Version 1: Range Sum Queries + Point Update -- Minimal Template

cpp

#include <bits/stdc++.h>
using namespace std;

int main() {
    int n, q;
    cin >> n >> q;
    vector<long long> a(n);
    for (auto& x : a) cin >> x;

    int B = max(1, (int)sqrt(n));
    int nb = (n + B - 1) / B;
    vector<long long> bs(nb, 0);
    for (int i = 0; i < n; i++)
        bs[i / B] += a[i];

    // Point update: a[i] = val
    auto update = [&](int i, long long val) {
        bs[i / B] += val - a[i];
        a[i] = val;
    };

    // Range sum query: sum of a[l..r]
    auto query = [&](int l, int r) -> long long {
        long long res = 0;
        int bl = l / B, br = r / B;
        if (bl == br) {
            for (int i = l; i <= r; i++) res += a[i];
        } else {
            for (int i = l; i < (bl + 1) * B; i++) res += a[i];
            for (int b = bl + 1; b < br; b++) res += bs[b];
            for (int i = br * B; i <= r; i++) res += a[i];
        }
        return res;
    };

    while (q--) {
        int t; cin >> t;
        if (t == 1) {
            int i; long long v; cin >> i >> v;
            update(i, v);
        } else {
            int l, r; cin >> l >> r;
            cout << query(l, r) << "\n";
        }
    }
}

Version 2: Range Sum Queries + Point Update -- Explained

cpp

#include <bits/stdc++.h>
using namespace std;

int main() {
    int n, q;
    cin >> n >> q;
    vector<long long> a(n);
    for (auto& x : a) cin >> x;

    // Block size: sqrt(n), but at least 1 to avoid division by zero.

# TO BE DONE:
From the range-sum code above, print the part starting with "Version 2: Range" and going on through "division by zero." without changing a character.

# SUPPLIED DATA:
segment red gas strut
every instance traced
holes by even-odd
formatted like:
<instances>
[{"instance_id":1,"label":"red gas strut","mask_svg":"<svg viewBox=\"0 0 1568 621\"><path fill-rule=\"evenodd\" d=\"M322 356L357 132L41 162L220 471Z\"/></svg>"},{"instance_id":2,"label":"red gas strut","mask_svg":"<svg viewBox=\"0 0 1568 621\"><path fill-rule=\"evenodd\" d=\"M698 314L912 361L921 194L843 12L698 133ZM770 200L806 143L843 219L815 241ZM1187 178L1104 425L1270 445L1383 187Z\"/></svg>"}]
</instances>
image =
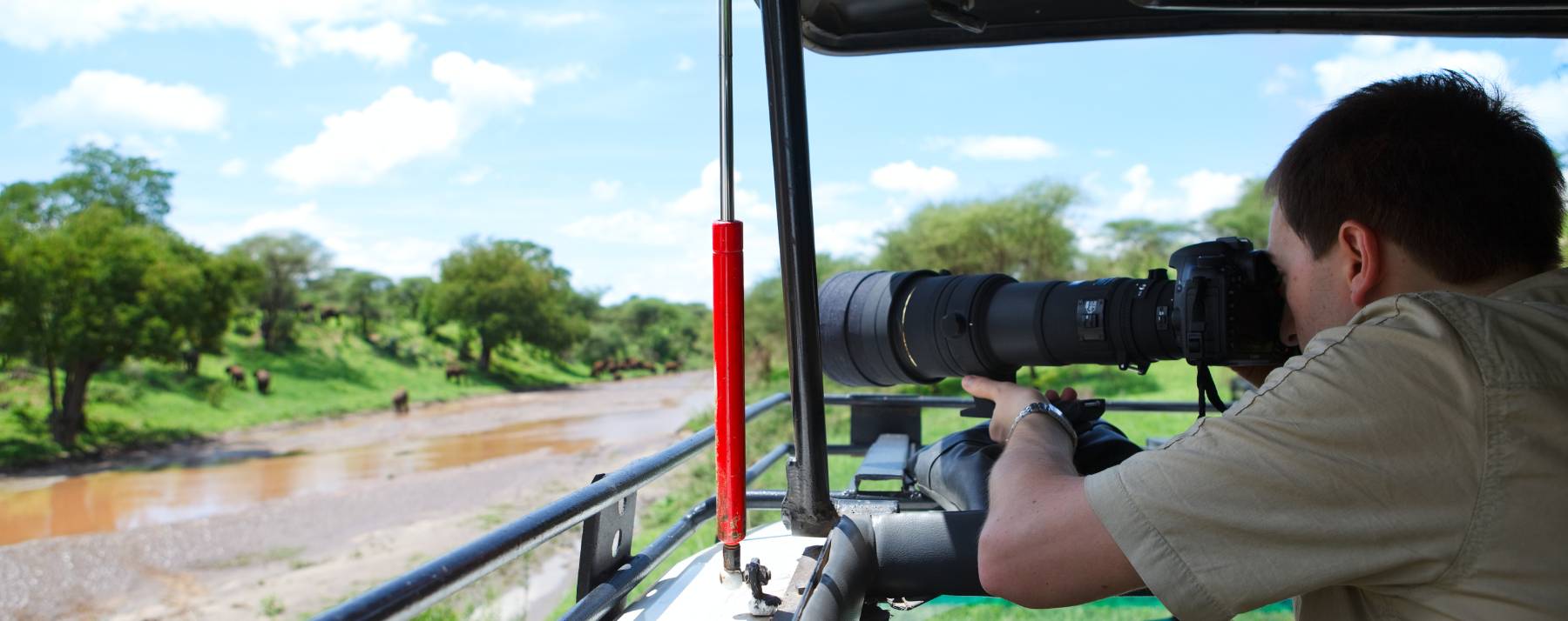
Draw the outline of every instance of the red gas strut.
<instances>
[{"instance_id":1,"label":"red gas strut","mask_svg":"<svg viewBox=\"0 0 1568 621\"><path fill-rule=\"evenodd\" d=\"M729 0L718 0L718 222L713 222L713 375L718 397L713 411L713 447L718 454L718 541L724 546L724 574L740 577L740 540L746 537L746 418L745 358L740 339L746 322L742 311L742 225L735 219L734 106L731 103ZM739 587L739 580L731 580Z\"/></svg>"}]
</instances>

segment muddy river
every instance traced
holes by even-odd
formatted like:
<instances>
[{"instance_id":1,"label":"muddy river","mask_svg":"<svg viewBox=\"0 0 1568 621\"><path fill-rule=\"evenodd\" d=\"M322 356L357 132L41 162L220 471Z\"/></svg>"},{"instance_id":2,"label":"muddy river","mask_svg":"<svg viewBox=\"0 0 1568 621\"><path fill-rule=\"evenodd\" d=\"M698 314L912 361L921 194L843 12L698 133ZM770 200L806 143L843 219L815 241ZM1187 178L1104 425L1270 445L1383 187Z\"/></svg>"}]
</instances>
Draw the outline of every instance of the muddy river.
<instances>
[{"instance_id":1,"label":"muddy river","mask_svg":"<svg viewBox=\"0 0 1568 621\"><path fill-rule=\"evenodd\" d=\"M282 455L234 450L194 466L60 477L44 486L11 483L0 486L0 546L243 512L267 501L343 491L365 480L533 450L582 450L594 444L597 427L596 419L554 418L345 450Z\"/></svg>"},{"instance_id":2,"label":"muddy river","mask_svg":"<svg viewBox=\"0 0 1568 621\"><path fill-rule=\"evenodd\" d=\"M312 615L666 446L712 389L688 372L500 394L0 477L0 619ZM508 605L549 612L574 546Z\"/></svg>"}]
</instances>

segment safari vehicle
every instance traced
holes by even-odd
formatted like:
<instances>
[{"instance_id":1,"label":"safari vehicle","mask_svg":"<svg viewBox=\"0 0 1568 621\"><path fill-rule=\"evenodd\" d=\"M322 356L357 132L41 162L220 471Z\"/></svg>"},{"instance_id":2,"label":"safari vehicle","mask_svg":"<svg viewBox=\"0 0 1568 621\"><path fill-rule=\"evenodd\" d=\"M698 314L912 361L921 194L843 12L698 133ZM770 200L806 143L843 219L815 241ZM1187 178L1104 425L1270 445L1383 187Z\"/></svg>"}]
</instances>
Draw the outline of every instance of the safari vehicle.
<instances>
[{"instance_id":1,"label":"safari vehicle","mask_svg":"<svg viewBox=\"0 0 1568 621\"><path fill-rule=\"evenodd\" d=\"M740 318L735 302L740 249L732 228L739 224L731 222L732 211L728 211L732 191L728 114L731 14L728 0L721 0L726 211L715 225L717 429L704 429L612 472L321 618L414 616L575 524L583 524L582 565L579 601L564 615L569 619L881 618L936 596L985 594L975 568L975 543L985 512L944 510L942 505L950 502L939 502L928 486L919 485L920 472L914 471L911 457L922 441L917 416L922 408L964 408L974 404L955 397L823 394L823 350L842 349L844 344L833 343L842 335L825 335L820 325L844 319L826 316L833 305L818 307L803 48L855 56L1210 33L1544 38L1568 33L1568 3L1527 0L759 0L759 5L789 322L789 394L770 396L743 410L739 402L735 328ZM1159 278L1151 275L1149 280ZM1129 360L1104 363L1137 366ZM842 360L829 360L831 364L842 364ZM790 410L793 443L781 444L745 466L740 455L743 443L739 441L745 422L781 405ZM848 444L826 443L826 405L851 408ZM1204 399L1200 399L1196 408L1203 405ZM1107 410L1196 408L1193 404L1107 404ZM718 493L691 507L648 547L630 551L637 490L704 452L715 440ZM850 490L828 488L829 454L862 455ZM746 482L786 455L787 490L743 490ZM894 480L897 490L864 490L862 483L870 480ZM779 510L782 519L746 530L745 510ZM701 527L715 516L720 521L720 544L679 562L640 601L624 601L681 541L699 532L706 537ZM743 558L751 562L742 563Z\"/></svg>"}]
</instances>

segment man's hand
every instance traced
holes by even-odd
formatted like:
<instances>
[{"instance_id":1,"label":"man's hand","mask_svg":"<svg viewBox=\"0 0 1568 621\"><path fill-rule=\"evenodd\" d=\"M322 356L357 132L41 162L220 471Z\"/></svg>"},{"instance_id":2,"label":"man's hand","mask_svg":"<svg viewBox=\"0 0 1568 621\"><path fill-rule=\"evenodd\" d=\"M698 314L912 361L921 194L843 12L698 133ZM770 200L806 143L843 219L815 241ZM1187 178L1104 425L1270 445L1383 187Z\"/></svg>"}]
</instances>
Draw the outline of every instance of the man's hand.
<instances>
[{"instance_id":1,"label":"man's hand","mask_svg":"<svg viewBox=\"0 0 1568 621\"><path fill-rule=\"evenodd\" d=\"M964 377L964 391L975 396L977 399L989 399L996 402L996 408L991 411L991 440L1000 443L1007 440L1007 430L1018 419L1018 413L1024 411L1029 404L1040 402L1057 402L1057 400L1074 400L1077 399L1077 391L1066 388L1062 394L1051 389L1041 394L1040 391L1019 386L1013 382L997 382L985 379L980 375Z\"/></svg>"},{"instance_id":2,"label":"man's hand","mask_svg":"<svg viewBox=\"0 0 1568 621\"><path fill-rule=\"evenodd\" d=\"M991 438L1000 441L1029 404L1074 400L1066 388L1040 391L1011 382L964 377L964 389L996 402ZM991 468L991 507L980 532L980 585L1032 608L1082 604L1143 583L1088 505L1065 430L1051 421L1019 421Z\"/></svg>"}]
</instances>

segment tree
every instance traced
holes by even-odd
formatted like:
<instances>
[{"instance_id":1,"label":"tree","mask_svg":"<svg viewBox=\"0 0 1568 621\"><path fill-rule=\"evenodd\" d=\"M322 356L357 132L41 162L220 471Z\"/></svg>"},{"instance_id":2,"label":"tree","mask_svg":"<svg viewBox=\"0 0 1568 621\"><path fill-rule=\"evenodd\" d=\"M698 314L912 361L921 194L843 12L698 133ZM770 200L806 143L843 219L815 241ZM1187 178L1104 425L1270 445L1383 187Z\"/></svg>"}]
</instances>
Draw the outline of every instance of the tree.
<instances>
[{"instance_id":1,"label":"tree","mask_svg":"<svg viewBox=\"0 0 1568 621\"><path fill-rule=\"evenodd\" d=\"M49 429L74 447L93 375L127 357L174 361L180 335L204 333L205 253L162 225L89 206L8 253L3 341L49 372ZM226 319L226 318L224 318ZM63 391L55 369L64 371Z\"/></svg>"},{"instance_id":2,"label":"tree","mask_svg":"<svg viewBox=\"0 0 1568 621\"><path fill-rule=\"evenodd\" d=\"M246 297L262 311L262 344L279 350L293 339L299 291L326 269L331 255L304 233L263 233L229 247L229 255L254 264L259 277L246 283Z\"/></svg>"},{"instance_id":3,"label":"tree","mask_svg":"<svg viewBox=\"0 0 1568 621\"><path fill-rule=\"evenodd\" d=\"M1269 214L1273 202L1264 191L1259 178L1247 181L1242 197L1236 205L1209 211L1204 217L1207 233L1215 238L1237 236L1253 241L1253 247L1269 247Z\"/></svg>"},{"instance_id":4,"label":"tree","mask_svg":"<svg viewBox=\"0 0 1568 621\"><path fill-rule=\"evenodd\" d=\"M1104 230L1110 239L1110 253L1090 258L1088 272L1094 277L1143 278L1149 269L1170 266L1171 253L1195 238L1192 225L1185 222L1154 222L1143 217L1107 222Z\"/></svg>"},{"instance_id":5,"label":"tree","mask_svg":"<svg viewBox=\"0 0 1568 621\"><path fill-rule=\"evenodd\" d=\"M50 181L16 181L0 189L0 216L28 225L58 225L89 206L124 213L132 222L163 224L174 174L151 160L103 147L75 147L71 171Z\"/></svg>"},{"instance_id":6,"label":"tree","mask_svg":"<svg viewBox=\"0 0 1568 621\"><path fill-rule=\"evenodd\" d=\"M469 239L441 260L434 314L478 336L480 371L489 371L491 352L513 338L564 352L588 333L586 321L569 313L569 277L543 246Z\"/></svg>"},{"instance_id":7,"label":"tree","mask_svg":"<svg viewBox=\"0 0 1568 621\"><path fill-rule=\"evenodd\" d=\"M354 271L348 278L343 302L348 305L347 311L359 319L359 338L370 339L370 322L381 319L381 305L389 289L392 280L381 274Z\"/></svg>"},{"instance_id":8,"label":"tree","mask_svg":"<svg viewBox=\"0 0 1568 621\"><path fill-rule=\"evenodd\" d=\"M390 299L394 308L400 314L412 319L420 318L420 305L425 303L425 294L436 286L436 278L428 275L411 275L397 282L397 286L390 291Z\"/></svg>"},{"instance_id":9,"label":"tree","mask_svg":"<svg viewBox=\"0 0 1568 621\"><path fill-rule=\"evenodd\" d=\"M1073 271L1073 232L1062 211L1079 197L1060 183L1032 183L996 200L927 205L881 235L877 266L1063 278Z\"/></svg>"}]
</instances>

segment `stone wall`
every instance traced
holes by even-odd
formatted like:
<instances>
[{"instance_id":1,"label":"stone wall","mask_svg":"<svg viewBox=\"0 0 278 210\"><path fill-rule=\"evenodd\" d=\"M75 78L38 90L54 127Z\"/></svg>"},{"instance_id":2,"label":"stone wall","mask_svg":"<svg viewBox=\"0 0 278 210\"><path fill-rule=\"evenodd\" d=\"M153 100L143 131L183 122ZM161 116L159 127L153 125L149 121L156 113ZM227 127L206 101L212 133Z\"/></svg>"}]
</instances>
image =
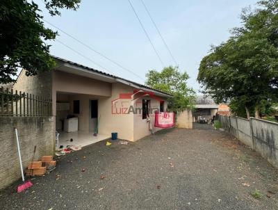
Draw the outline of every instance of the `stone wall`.
<instances>
[{"instance_id":1,"label":"stone wall","mask_svg":"<svg viewBox=\"0 0 278 210\"><path fill-rule=\"evenodd\" d=\"M17 129L24 168L43 155L54 155L55 134L53 117L0 118L0 189L21 178L15 127Z\"/></svg>"},{"instance_id":2,"label":"stone wall","mask_svg":"<svg viewBox=\"0 0 278 210\"><path fill-rule=\"evenodd\" d=\"M278 123L251 118L220 115L226 131L259 152L278 168Z\"/></svg>"}]
</instances>

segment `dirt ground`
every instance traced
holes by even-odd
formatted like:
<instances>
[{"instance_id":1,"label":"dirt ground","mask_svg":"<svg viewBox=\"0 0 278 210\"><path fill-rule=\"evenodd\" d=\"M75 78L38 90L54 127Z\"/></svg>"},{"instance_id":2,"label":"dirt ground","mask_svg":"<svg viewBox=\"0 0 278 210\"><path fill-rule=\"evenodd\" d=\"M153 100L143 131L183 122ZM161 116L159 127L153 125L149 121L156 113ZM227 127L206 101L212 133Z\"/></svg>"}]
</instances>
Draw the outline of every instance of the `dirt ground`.
<instances>
[{"instance_id":1,"label":"dirt ground","mask_svg":"<svg viewBox=\"0 0 278 210\"><path fill-rule=\"evenodd\" d=\"M28 191L1 191L1 209L278 209L278 170L224 132L111 143L62 156Z\"/></svg>"}]
</instances>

# SOLUTION FOR THIS TASK:
Version 2: Range Sum Queries + Point Update -- Explained

cpp

#include <bits/stdc++.h>
using namespace std;

int main() {
    int n, q;
    cin >> n >> q;
    vector<long long> a(n);
    for (auto& x : a) cin >> x;

    // Block size: sqrt(n), but at least 1 to avoid division by zero.